CONSIGNE.
Recopiez le passage du texte sur le délai de carence des fonctionnaires, depuis « Or, une étude » jusqu'à « salarié·e·s du privé. » inclus.

EXTRAIT DE PAGE.
↓
Or selon un rapport de l’Inspection générale des affaires sociales (IGAS), dans les faits, l’employeur de 70% des travailleurs et travailleuses du privé maintient intégralement leur salaire à l’issue de leurs jours de carence. Et une majorité échappe aussi au délai de carence : de nombreuses conventions collectives prévoient des dispositifs plus favorables que la loi, selon le site de l’Assurance maladie (ameli.fr). Ainsi, « deux tiers [des salarié·e·s du privé] sont protégé·e·s contre la perte de revenu induite par le délai de carence » selon le même rapport de l’IGAS.
En conséquence, l’adoption de cette mesure serait une violente attaque contre les fonctionnaires : vus les montants offerts au plus riches, et la situation réelle dans le privé, ce serait une nouvelle confirmation que les contraintes budgétaires, qui pourraient trouver d’autres résolutions, servent de prétexte à la dégradation progressive de la Fonction publique, dans une idéologie exaltée du tout-marché. Les attaques contre le régime d’assurance-chômage, pourtant bénéficiaire, et alors que les représentant·e·s des syndicats et du patronat avaient commencé à trouver un terrain d’entente, même partiel, montrent de la même façon cette soumission du gouvernement aux intérêts de l’oligarchie.
Faire payer les fonctionnaires malades ? Une bien belle mesure en vérité, qui pourra aussi pousser des personnes à se rendre au travail malades, faisant prendre le risque de provoquer des arrêts plus longs ensuite, voire d’autres arrêts par la facilitation de la propagation de maladies.
Or, une étude de 2019 de la Direction générale de l’administration et de la Fonction publique (DGAFP) donne des chiffres très clairs : pour ce qui les concerne, les fonctionnaires d’État sont beaucoup moins absent·e·s que les salarié·e·s du privé, et les enseignant·e·s encore moins : la part d’absence d’au moins un jour pour raison de santé sur une semaine était en 2019 de 2,6% pour les enseignant·e·s et de 3,2 % pour les fonctionnaires d’État, contre 3,9 % pour les salarié·e·s du privé.
↑
DONNÉES.
↓
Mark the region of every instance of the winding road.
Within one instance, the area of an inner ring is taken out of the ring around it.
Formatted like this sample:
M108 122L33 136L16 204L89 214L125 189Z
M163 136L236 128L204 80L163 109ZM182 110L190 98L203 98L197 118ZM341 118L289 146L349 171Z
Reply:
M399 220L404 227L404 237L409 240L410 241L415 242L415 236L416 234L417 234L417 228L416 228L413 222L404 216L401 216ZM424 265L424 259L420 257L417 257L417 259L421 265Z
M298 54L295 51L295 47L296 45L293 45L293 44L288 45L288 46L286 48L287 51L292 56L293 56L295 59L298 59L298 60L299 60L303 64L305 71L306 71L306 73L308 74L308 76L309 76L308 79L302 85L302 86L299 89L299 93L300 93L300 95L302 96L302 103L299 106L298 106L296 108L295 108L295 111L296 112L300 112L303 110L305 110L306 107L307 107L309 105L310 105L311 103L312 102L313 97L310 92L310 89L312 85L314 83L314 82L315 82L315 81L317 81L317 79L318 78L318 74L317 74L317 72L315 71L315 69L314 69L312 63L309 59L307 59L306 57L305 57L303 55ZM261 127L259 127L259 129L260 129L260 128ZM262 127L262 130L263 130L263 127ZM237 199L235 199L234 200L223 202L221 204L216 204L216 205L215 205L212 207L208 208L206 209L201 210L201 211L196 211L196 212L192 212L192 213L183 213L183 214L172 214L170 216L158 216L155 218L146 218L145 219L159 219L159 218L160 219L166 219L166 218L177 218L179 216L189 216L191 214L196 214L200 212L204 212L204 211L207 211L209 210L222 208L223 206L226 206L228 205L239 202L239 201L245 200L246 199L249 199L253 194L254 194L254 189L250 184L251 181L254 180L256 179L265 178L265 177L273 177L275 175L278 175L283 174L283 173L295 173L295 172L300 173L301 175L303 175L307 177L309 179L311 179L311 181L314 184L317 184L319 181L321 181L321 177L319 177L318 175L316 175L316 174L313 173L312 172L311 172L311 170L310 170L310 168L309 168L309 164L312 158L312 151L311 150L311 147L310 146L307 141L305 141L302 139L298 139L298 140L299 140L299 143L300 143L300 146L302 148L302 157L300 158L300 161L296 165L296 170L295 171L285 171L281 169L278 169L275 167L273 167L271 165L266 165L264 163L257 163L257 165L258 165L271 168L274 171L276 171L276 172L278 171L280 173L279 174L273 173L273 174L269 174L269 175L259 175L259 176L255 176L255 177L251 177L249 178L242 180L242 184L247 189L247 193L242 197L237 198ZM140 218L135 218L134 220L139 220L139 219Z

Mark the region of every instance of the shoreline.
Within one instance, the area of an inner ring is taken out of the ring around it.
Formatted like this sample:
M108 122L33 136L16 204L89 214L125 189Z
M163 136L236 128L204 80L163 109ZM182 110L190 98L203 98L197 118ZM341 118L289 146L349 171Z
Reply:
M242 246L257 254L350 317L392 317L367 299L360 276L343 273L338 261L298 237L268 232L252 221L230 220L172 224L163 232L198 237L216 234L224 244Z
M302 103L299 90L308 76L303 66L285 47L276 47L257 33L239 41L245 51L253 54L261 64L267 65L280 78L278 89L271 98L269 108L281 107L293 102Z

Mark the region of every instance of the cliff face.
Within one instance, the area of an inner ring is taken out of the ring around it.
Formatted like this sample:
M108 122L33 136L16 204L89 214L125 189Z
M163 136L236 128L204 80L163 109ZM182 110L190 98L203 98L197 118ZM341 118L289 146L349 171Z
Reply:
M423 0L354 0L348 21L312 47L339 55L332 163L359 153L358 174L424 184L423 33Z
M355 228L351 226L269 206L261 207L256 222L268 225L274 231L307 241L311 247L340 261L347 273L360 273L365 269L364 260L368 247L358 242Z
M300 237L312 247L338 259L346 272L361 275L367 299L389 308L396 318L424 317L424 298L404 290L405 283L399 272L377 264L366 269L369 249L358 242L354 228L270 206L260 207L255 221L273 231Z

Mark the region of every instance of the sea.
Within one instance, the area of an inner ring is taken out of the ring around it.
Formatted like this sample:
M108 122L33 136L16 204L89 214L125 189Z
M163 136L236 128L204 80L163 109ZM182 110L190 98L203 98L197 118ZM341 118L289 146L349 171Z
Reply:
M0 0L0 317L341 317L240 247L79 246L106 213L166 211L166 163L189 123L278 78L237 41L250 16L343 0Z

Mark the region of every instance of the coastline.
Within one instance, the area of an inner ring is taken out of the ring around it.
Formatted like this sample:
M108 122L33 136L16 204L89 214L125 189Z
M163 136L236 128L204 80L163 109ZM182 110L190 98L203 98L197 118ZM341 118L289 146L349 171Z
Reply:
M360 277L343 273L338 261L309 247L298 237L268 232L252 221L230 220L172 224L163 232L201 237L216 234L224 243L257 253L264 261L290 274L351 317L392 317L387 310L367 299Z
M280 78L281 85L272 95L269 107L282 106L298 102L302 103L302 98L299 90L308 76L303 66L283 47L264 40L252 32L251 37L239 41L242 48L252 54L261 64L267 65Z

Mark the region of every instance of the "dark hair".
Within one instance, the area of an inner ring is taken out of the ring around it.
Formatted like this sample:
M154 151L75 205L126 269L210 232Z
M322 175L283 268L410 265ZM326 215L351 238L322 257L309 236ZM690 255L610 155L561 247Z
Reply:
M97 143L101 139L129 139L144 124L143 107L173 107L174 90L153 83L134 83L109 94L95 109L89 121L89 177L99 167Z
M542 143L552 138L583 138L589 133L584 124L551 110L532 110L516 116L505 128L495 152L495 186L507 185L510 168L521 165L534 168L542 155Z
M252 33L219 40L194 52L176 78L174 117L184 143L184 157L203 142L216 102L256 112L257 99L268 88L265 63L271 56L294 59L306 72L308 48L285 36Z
↑
CORRIGÉ.
Or, une étude de 2019 de la Direction générale de l’administration et de la Fonction publique (DGAFP) donne des chiffres très clairs : pour ce qui les concerne, les fonctionnaires d’État sont beaucoup moins absent·e·s que les salarié·e·s du privé, et les enseignant·e·s encore moins : la part d’absence d’au moins un jour pour raison de santé sur une semaine était en 2019 de 2,6% pour les enseignant·e·s et de 3,2 % pour les fonctionnaires d’État, contre 3,9 % pour les salarié·e·s du privé.